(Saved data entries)
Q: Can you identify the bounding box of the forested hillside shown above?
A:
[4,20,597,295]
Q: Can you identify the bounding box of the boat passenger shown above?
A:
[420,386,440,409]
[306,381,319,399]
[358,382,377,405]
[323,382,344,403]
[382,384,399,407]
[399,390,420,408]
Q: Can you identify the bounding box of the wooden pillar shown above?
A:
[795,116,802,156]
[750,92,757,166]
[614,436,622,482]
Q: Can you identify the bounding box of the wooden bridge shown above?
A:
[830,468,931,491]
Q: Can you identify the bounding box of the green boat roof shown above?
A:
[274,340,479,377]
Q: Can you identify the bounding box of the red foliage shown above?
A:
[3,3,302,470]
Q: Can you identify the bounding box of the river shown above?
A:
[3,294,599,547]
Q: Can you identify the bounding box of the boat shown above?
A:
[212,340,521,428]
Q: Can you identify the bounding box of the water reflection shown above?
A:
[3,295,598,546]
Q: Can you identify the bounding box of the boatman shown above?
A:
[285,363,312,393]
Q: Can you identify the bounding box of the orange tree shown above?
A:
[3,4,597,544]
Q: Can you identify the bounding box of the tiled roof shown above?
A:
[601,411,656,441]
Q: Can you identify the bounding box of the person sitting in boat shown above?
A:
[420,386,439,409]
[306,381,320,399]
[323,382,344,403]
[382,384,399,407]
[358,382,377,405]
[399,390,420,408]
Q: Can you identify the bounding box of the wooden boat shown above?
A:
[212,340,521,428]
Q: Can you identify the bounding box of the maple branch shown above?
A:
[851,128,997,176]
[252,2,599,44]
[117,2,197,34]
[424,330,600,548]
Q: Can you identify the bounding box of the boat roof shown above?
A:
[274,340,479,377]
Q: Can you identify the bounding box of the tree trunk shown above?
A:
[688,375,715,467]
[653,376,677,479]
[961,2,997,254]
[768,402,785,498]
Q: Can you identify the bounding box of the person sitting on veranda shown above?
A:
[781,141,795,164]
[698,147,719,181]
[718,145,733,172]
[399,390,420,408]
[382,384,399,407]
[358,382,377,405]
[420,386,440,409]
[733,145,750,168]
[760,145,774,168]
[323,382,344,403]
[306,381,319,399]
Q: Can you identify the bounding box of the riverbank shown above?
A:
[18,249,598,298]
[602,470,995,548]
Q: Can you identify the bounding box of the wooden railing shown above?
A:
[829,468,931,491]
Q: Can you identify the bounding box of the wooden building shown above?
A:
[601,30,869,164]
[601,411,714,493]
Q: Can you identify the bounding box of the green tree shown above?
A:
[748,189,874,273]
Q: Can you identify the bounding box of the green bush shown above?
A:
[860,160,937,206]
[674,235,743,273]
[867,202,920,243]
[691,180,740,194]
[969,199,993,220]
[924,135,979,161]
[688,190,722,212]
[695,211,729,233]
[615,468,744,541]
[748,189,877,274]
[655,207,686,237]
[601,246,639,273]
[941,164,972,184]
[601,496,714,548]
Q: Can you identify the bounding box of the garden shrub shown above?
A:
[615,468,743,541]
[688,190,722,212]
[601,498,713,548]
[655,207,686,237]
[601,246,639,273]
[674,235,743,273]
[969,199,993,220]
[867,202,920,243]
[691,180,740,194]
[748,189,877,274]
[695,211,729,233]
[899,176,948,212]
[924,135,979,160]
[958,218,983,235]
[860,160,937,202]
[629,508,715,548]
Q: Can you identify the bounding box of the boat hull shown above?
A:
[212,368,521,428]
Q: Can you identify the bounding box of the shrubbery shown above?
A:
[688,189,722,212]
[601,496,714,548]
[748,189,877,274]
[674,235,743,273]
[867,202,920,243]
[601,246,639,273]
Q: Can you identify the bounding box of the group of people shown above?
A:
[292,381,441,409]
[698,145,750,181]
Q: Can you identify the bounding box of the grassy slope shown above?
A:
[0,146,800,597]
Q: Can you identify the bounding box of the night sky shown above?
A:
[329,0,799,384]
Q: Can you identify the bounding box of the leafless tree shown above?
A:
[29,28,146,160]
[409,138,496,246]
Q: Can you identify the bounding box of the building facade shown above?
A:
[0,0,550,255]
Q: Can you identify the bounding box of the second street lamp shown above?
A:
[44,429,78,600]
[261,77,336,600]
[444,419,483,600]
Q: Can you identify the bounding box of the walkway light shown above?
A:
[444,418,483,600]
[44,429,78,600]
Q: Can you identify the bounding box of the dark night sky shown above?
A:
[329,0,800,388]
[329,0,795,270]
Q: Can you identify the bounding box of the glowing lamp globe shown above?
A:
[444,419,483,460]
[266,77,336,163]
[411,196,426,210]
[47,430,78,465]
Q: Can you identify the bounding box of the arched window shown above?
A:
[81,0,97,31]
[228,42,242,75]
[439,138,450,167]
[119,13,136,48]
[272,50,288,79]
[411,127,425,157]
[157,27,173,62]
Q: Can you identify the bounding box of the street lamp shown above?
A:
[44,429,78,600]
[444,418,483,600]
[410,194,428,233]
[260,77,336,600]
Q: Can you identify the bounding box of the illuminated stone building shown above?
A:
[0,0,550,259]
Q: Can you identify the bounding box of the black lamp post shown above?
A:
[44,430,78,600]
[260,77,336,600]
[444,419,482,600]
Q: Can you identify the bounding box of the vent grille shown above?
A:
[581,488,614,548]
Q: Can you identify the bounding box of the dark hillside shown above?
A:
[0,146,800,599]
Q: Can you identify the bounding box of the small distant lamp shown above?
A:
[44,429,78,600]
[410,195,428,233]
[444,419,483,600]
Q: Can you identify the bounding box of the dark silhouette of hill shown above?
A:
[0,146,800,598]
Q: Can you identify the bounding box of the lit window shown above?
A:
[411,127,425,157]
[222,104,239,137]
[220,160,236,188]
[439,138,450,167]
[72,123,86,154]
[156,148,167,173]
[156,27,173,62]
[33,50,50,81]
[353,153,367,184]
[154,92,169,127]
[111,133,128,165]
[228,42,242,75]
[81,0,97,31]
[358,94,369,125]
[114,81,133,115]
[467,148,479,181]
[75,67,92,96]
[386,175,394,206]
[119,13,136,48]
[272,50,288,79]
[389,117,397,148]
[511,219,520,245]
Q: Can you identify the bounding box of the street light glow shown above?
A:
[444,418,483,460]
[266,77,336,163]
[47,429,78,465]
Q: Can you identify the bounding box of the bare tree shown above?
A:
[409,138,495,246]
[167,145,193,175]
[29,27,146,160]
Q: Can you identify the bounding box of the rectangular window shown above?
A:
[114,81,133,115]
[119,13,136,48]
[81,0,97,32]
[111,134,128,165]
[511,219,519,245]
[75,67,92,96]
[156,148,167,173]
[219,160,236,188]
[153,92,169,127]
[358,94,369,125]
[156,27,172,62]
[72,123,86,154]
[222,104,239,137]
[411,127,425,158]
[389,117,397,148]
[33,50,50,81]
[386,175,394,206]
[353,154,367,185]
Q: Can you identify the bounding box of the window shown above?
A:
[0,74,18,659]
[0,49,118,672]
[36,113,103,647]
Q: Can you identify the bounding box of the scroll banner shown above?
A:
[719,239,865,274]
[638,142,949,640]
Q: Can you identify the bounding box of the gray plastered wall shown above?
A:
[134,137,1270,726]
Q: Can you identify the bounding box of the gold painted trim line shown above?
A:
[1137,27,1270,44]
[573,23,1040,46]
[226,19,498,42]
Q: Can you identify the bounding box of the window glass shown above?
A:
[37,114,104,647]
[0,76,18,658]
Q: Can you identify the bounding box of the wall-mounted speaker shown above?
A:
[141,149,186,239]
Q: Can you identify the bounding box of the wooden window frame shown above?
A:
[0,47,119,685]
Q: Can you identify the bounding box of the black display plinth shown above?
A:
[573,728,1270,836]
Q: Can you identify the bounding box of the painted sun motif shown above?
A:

● **BRIEF**:
Give all of the lines above as a JSON list of strings, with one string for each line and blank lines omitted.

● **EXERCISE SOLUTION**:
[
  "Q: Can you identify the bounding box of the forested hillside shown above?",
  "A:",
  "[4,20,597,295]",
  "Q: Can you identify the bounding box of the boat passenger shown above?",
  "A:",
  "[420,386,440,409]",
  "[306,381,319,399]",
  "[358,382,377,405]",
  "[323,382,344,403]",
  "[382,384,399,407]",
  "[399,390,420,408]",
  "Q: Can you identify the bounding box of the wooden pillar shown above?",
  "A:",
  "[795,116,802,156]",
  "[750,92,757,166]",
  "[614,436,622,482]",
  "Q: Can you identify the bounding box of the wooden bridge shown above?",
  "A:",
  "[830,468,931,491]",
  "Q: Can you identify the bounding box of the green boat roof shown above?",
  "A:",
  "[274,340,479,377]",
  "Q: Can you identify the bounding box of the red foliage shown above?",
  "A:",
  "[3,3,302,470]",
  "Q: Can you identify the bounding box of the river shown above?",
  "A:",
  "[3,294,599,547]",
  "Q: Can you identify the bounding box of the boat shown above?",
  "A:",
  "[212,340,521,428]",
  "Q: Can you identify the bounding box of the water reflection shown above?",
  "A:",
  "[3,295,598,546]",
  "Q: Can you identify the bounding box of the boatman shown above?",
  "A:",
  "[285,363,312,393]",
  "Q: Can you identify the bounding box of the orange tree shown above?",
  "A:",
  "[3,4,597,544]",
  "Q: Can you identify the bounding box of the tiled roof shown above?",
  "A:",
  "[601,411,656,441]",
  "Q: Can you identify the bounding box of the person sitting in boat shown above?",
  "A:",
  "[420,386,439,409]",
  "[306,381,320,399]",
  "[323,382,344,403]",
  "[382,384,399,407]",
  "[358,382,377,405]",
  "[399,390,420,408]",
  "Q: Can you identify the bounding box of the wooden boat shown above?",
  "A:",
  "[212,340,521,428]",
  "Q: Can you identify the bounding box of the maple branch shown above?",
  "A:",
  "[851,128,997,176]",
  "[252,2,599,44]",
  "[117,2,197,34]",
  "[424,330,600,548]",
  "Q: Can you identify the bounding box of the boat roof shown above?",
  "A:",
  "[274,340,479,377]",
  "Q: Can you identify the bounding box of the tree trunk shown above?",
  "A:",
  "[688,375,715,467]",
  "[653,376,677,479]",
  "[961,2,997,254]",
  "[768,402,785,498]",
  "Q: Can you identify the bounding box of the person sitting on veranda shown above?",
  "A:",
  "[781,141,795,164]",
  "[698,147,719,181]",
  "[718,145,733,172]",
  "[399,390,420,408]",
  "[382,384,399,407]",
  "[358,382,377,405]",
  "[420,386,440,409]",
  "[733,145,750,168]",
  "[760,145,774,168]",
  "[323,382,344,403]",
  "[306,381,319,399]",
  "Q: Can you identify the bounding box of the riverbank shown above?",
  "A:",
  "[18,249,598,298]",
  "[602,470,995,548]",
  "Q: Can you identify the bounding box of the wooden railing shown above?",
  "A:",
  "[829,468,931,491]",
  "Q: Can you identify the bounding box of the wooden building shown above?",
  "A:",
  "[601,30,869,164]",
  "[601,411,714,493]",
  "Q: Can you identify the bounding box of the green tree shown above?",
  "A:",
  "[748,189,874,273]",
  "Q: Can you identify the bounding box of the green bush shown above?",
  "A:",
  "[860,160,937,206]",
  "[674,235,743,273]",
  "[867,202,920,243]",
  "[691,180,740,194]",
  "[969,199,993,220]",
  "[924,135,979,161]",
  "[688,190,722,212]",
  "[695,211,729,233]",
  "[615,468,744,541]",
  "[748,189,877,274]",
  "[655,207,686,237]",
  "[601,246,639,273]",
  "[941,164,972,184]",
  "[601,496,714,548]",
  "Q: Can you identify the bounding box of the garden shrub shown above?",
  "A:",
  "[615,468,743,541]",
  "[688,190,722,212]",
  "[601,498,713,548]",
  "[655,207,686,237]",
  "[601,246,639,273]",
  "[674,235,743,273]",
  "[969,199,993,220]",
  "[867,202,920,243]",
  "[691,180,740,194]",
  "[748,189,877,274]",
  "[695,211,729,233]",
  "[899,176,948,212]",
  "[924,135,979,160]",
  "[958,218,983,235]",
  "[860,160,937,202]",
  "[629,508,715,548]",
  "Q: Can you identify the bounding box of the boat hull shown above?",
  "A:",
  "[212,368,521,428]",
  "Q: Can you identify the bounding box of the shrubbery shown above?",
  "A:",
  "[688,189,722,212]",
  "[601,496,714,548]",
  "[748,189,877,274]",
  "[674,235,743,273]",
  "[867,202,920,243]",
  "[601,246,639,273]",
  "Q: Can you identify the bounding box of the group of people shown above?",
  "A:",
  "[292,381,441,409]",
  "[698,145,750,181]",
  "Q: Can you identify the bounding box of the grassy slope shown above?",
  "A:",
  "[0,146,800,597]",
  "Q: Can you identify the bounding box of the night sky shown above?",
  "A:",
  "[329,0,799,384]",
  "Q: Can you identify the bounding box of the leafless tree shown above?",
  "A:",
  "[29,28,146,160]",
  "[409,138,496,246]",
  "Q: Can you identify the bounding box of the building facade shown above?",
  "A:",
  "[0,0,550,255]",
  "Q: Can you identify the bounding box of the second street lamp shown above?",
  "A:",
  "[44,429,78,600]",
  "[261,77,336,600]",
  "[444,419,483,600]",
  "Q: Can you identify the bounding box of the walkway light shown above?",
  "A:",
  "[444,418,483,600]",
  "[44,429,78,600]",
  "Q: Can you identify the bounding box of the dark night sky shown above?",
  "A:",
  "[329,0,800,388]",
  "[329,0,795,270]",
  "Q: Can you identify the bounding box of the glowing lamp globe shown above?",
  "A:",
  "[444,419,483,460]",
  "[266,77,336,163]",
  "[411,196,426,210]",
  "[47,430,78,465]",
  "Q: Can you identify the bounding box of the arched window shown above?",
  "A:",
  "[81,0,97,31]",
  "[228,42,242,75]",
  "[439,138,450,167]",
  "[119,13,136,48]",
  "[272,50,288,79]",
  "[411,127,425,157]",
  "[157,27,173,62]",
  "Q: Can you identify the bounding box of the street lamp shown above?",
  "A:",
  "[44,429,78,600]",
  "[444,418,483,600]",
  "[410,194,428,233]",
  "[260,77,336,600]",
  "Q: Can you identify the bounding box of the illuminated stone building shown above?",
  "A:",
  "[0,0,550,259]",
  "Q: Can you identify the bounding box of the black lamp post shown above?",
  "A:",
  "[44,430,78,600]",
  "[260,77,336,600]",
  "[444,419,482,600]",
  "Q: Can you identify the bounding box of the vent grille shown above?",
  "A:",
  "[581,488,614,548]",
  "Q: Can you identify the bounding box of the dark hillside shown above?",
  "A:",
  "[0,146,800,599]",
  "Q: Can you identify the bounding box of the small distant lamp shown above?",
  "A:",
  "[44,429,78,600]",
  "[410,195,428,233]",
  "[444,419,483,600]",
  "Q: Can you identify the bounding box of the dark silhouette of hill shown above?",
  "A:",
  "[0,146,800,598]",
  "Q: Can you identify the bounding box of the lit window shown above?",
  "A:",
  "[411,127,425,157]",
  "[222,104,239,137]",
  "[220,160,236,188]",
  "[439,138,450,167]",
  "[72,123,86,154]",
  "[156,148,167,173]",
  "[156,27,173,62]",
  "[33,50,50,81]",
  "[353,153,367,184]",
  "[154,92,169,127]",
  "[111,133,128,165]",
  "[228,42,242,75]",
  "[81,0,97,31]",
  "[358,94,369,125]",
  "[114,81,133,115]",
  "[467,148,479,181]",
  "[75,67,92,96]",
  "[386,175,394,206]",
  "[119,13,136,48]",
  "[272,50,288,79]",
  "[389,117,397,148]",
  "[511,219,520,245]",
  "Q: Can you identify the bounding box of the street light glow shown above?",
  "A:",
  "[444,418,483,460]",
  "[266,77,336,163]",
  "[47,429,78,465]",
  "Q: Can you identify the bounding box of the bare tree shown above?",
  "A:",
  "[409,138,495,246]",
  "[167,145,193,175]",
  "[29,27,146,160]",
  "Q: Can you identify the bounding box of the rectangular window shown above?",
  "A:",
  "[114,81,133,115]",
  "[119,13,136,48]",
  "[81,0,97,32]",
  "[111,134,128,165]",
  "[511,219,519,245]",
  "[75,67,92,96]",
  "[156,148,167,173]",
  "[219,160,236,188]",
  "[153,92,169,127]",
  "[358,94,369,125]",
  "[156,27,172,62]",
  "[72,123,86,154]",
  "[222,104,239,137]",
  "[411,127,425,158]",
  "[389,117,397,148]",
  "[33,50,50,81]",
  "[386,175,394,206]",
  "[353,154,367,185]",
  "Q: Can you identify the bounding box of the window shown above?",
  "A:",
  "[0,74,18,659]",
  "[0,49,118,672]",
  "[36,113,103,647]",
  "Q: Can you identify the bounding box of the scroll banner shown above?",
  "A:",
  "[719,239,865,274]",
  "[638,142,949,640]",
  "Q: Can you identify the bounding box of the gray plastered wall shown above?",
  "A:",
  "[134,137,1270,726]",
  "Q: Can you identify the bounding box of the gold painted trim line shown above?",
  "A:",
  "[1137,27,1270,44]",
  "[573,23,1040,46]",
  "[226,19,498,42]",
  "Q: Can you identify the bounding box of the window glass shown above?",
  "A:",
  "[37,114,104,647]",
  "[0,76,18,658]",
  "Q: Can you identify the bounding box of the wall-mounted speaker shown above?",
  "A:",
  "[141,149,186,239]",
  "Q: Can you identify the bounding box of the wooden window frame shown above?",
  "A:",
  "[0,47,119,685]",
  "Q: Can you identify the bounding box of the black display plinth shown above?",
  "A:",
  "[573,728,1270,836]",
  "Q: Can you identify the bounding box of the painted sun motif shown above?",
  "A:"
]